Macht höchstens Sinn wenn dein 4770k ne OC Krücke ist und du stark OCen willst, du kannst auch einfach nen Biosupdate machen und den i7 4790k einbauen bei Bedarf, was für nen Board hast denn?


----------



## MezZo_Mix (30. August 2014)

Lugior schrieb:


> Also die Rapid Storage tech hab ich auch schon bei meinem Z87 Board. Aber vielen Dank für die ganzen Infos, so muss ich mir nur überlegen ob ich den 4770K gegen 4790K austausche.


 
Warum?  Ich hoffe dir ist bewusst das der 4790K ein 4770K ist mit höherem Takt. Wozu willst du da noch mal 300€ raus werfen


----------



## Lugior (30. August 2014)

Der 4790K läuft doch standart schon mit 4,5 GHz im Boost. Ist da nicht mehr Luft nach Oben für OC? Oder bin ich dann schon fast am Limit wie mit dem 4770K?


----------



## Fox2010 (30. August 2014)

Waren das nicht 4.4GHZ mit Boost? Aber egal ob 4.4 oder 4.5GHz da ist nicht mehr viel luft nach Oben da die temps schnell zu hoch sind.

Der 4770K lässt sich ja nicht bei jedem auf den selben takt bringen die meisten 4770k schaffen ja nichtmal mehr die 4.3GHZ geschweige den darüber, ist wie mit meiner krücke hab einen 4670k der geht nichtmal mit 1.3volt auf 4.2 ab 4GHz macht der zu. Wer nen 4770k auf 4.4 betreibt brauch auf keinen fall einen 4790k da sich dort nicht groß mehr raushollen lässt. Gibt ausnahmen die laufen vielleicht noch bei 4.8GHz aber dann is da auch ende und die kannste schon unter wasser setzen da die sonst auch am Temp limit vorm drosseln laufen.


----------



## xHaru (30. August 2014)

Westcoast schrieb:


> von Z87 auf Z97 umzusteigen ist sinnlos. sogar von Z77 auf Z97 merkt man so gut wie nichts.



Sata3 bei vielen Festplatten!? Was ist damit? Soweit ich weiß unterstützt Z77 nativ nur 2x6Gib. Ab Z87 sinds dann glaube ich 6x6Gib.


----------



## Lugior (31. August 2014)

= = =

(ZU BEARBEITENDE AUFGABEN)
a - Gib den Forumsauszug von „## MezZo_Mix (30.“ bis „gegen 4790K austausche.“ erneut wieder und tausche dabei „Rapid Storage tech“ gegen „Intel RST“ aus.
b - Filtere die Datensätze nach der Zeichenfolge „photograph“ und gib jede Zeile wieder, in der sie vorkommt.
Der Forumsauszug und die Datensätze stehen in keinem Zusammenhang.

(Einige Datensätze)
= = =

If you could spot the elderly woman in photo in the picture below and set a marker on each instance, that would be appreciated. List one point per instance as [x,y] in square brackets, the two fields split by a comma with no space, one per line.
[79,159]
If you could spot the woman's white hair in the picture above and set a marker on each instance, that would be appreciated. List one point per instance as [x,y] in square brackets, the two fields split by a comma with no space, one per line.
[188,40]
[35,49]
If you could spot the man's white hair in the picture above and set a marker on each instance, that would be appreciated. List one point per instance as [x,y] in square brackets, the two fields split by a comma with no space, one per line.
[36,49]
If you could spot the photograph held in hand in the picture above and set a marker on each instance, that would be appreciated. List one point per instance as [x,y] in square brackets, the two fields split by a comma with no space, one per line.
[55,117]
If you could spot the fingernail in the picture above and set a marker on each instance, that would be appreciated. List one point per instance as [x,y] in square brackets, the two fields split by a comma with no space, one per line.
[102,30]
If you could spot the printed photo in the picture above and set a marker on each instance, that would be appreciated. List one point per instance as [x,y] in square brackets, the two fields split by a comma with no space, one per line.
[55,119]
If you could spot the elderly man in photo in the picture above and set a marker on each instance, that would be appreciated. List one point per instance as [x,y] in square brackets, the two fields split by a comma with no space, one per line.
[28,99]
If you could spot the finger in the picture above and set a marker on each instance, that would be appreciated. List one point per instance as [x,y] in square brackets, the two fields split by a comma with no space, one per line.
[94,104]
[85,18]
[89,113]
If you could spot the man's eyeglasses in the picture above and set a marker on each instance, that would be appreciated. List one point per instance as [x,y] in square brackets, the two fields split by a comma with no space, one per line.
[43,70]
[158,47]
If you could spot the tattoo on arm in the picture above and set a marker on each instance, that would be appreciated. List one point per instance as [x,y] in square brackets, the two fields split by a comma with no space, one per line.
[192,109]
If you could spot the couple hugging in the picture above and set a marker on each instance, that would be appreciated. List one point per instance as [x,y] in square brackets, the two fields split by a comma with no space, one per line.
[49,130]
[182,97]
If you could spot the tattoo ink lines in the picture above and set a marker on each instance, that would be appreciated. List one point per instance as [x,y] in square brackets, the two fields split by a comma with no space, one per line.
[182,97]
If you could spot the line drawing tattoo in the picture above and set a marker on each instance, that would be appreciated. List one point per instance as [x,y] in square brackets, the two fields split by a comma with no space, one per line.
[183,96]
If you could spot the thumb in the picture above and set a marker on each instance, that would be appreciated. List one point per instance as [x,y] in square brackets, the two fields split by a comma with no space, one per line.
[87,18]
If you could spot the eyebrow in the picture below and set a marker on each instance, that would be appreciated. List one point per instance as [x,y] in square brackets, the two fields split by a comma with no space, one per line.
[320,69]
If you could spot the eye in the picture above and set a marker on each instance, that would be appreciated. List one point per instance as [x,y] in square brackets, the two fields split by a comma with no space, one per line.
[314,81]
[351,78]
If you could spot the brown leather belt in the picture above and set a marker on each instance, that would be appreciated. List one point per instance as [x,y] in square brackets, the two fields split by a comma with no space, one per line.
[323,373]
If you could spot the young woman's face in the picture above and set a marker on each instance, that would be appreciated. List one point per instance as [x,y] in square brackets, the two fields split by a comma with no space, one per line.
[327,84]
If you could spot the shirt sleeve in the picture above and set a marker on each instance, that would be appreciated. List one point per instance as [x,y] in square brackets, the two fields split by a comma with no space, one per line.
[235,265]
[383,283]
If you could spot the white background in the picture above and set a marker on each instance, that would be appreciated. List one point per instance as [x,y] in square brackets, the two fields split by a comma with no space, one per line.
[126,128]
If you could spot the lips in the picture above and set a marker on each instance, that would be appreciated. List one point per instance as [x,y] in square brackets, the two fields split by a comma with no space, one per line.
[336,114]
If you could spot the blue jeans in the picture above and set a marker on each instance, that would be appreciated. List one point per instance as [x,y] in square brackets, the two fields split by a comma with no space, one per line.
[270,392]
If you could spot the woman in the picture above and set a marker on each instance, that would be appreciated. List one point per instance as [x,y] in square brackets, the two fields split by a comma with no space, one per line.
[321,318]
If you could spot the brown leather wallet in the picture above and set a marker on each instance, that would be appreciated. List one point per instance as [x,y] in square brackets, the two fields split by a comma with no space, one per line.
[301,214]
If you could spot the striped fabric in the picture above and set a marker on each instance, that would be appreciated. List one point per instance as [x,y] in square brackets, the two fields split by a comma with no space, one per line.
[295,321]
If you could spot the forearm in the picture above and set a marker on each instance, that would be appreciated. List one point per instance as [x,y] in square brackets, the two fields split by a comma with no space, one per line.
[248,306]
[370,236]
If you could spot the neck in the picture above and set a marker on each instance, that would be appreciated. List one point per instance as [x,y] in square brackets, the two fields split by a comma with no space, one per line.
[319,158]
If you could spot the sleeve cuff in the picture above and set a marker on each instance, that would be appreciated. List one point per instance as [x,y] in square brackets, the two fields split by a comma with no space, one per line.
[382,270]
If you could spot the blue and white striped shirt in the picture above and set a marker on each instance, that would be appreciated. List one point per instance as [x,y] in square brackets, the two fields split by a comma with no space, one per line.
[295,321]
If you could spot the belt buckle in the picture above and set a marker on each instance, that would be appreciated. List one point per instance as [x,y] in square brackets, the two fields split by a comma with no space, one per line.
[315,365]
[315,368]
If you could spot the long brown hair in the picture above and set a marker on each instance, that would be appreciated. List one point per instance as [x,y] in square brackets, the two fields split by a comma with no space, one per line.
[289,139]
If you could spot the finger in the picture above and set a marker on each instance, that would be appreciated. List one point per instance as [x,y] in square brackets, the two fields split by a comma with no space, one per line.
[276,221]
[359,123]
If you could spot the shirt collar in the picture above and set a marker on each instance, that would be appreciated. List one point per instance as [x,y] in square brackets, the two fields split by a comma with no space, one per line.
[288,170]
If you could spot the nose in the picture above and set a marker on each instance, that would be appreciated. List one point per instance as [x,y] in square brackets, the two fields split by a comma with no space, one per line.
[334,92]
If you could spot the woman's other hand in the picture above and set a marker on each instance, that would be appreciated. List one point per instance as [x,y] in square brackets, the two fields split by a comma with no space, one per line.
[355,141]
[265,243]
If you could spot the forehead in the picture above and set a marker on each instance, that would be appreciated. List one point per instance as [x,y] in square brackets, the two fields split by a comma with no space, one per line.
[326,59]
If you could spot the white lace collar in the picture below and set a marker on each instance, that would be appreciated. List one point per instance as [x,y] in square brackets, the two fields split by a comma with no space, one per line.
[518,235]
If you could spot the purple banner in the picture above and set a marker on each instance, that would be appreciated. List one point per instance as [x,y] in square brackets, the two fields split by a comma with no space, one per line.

= = =

(ERGEBNISSE JE AUFGABE)
a -
## MezZo_Mix (30. August 2014)

Lugior schrieb:


> Also die Intel RST hab ich auch schon bei meinem Z87 Board. Aber vielen Dank für die ganzen Infos, so muss ich mir nur überlegen ob ich den 4770K gegen 4790K austausche.

b -
If you could spot the photograph held in hand in the picture above and set a marker on each instance, that would be appreciated. List one point per instance as [x,y] in square brackets, the two fields split by a comma with no space, one per line.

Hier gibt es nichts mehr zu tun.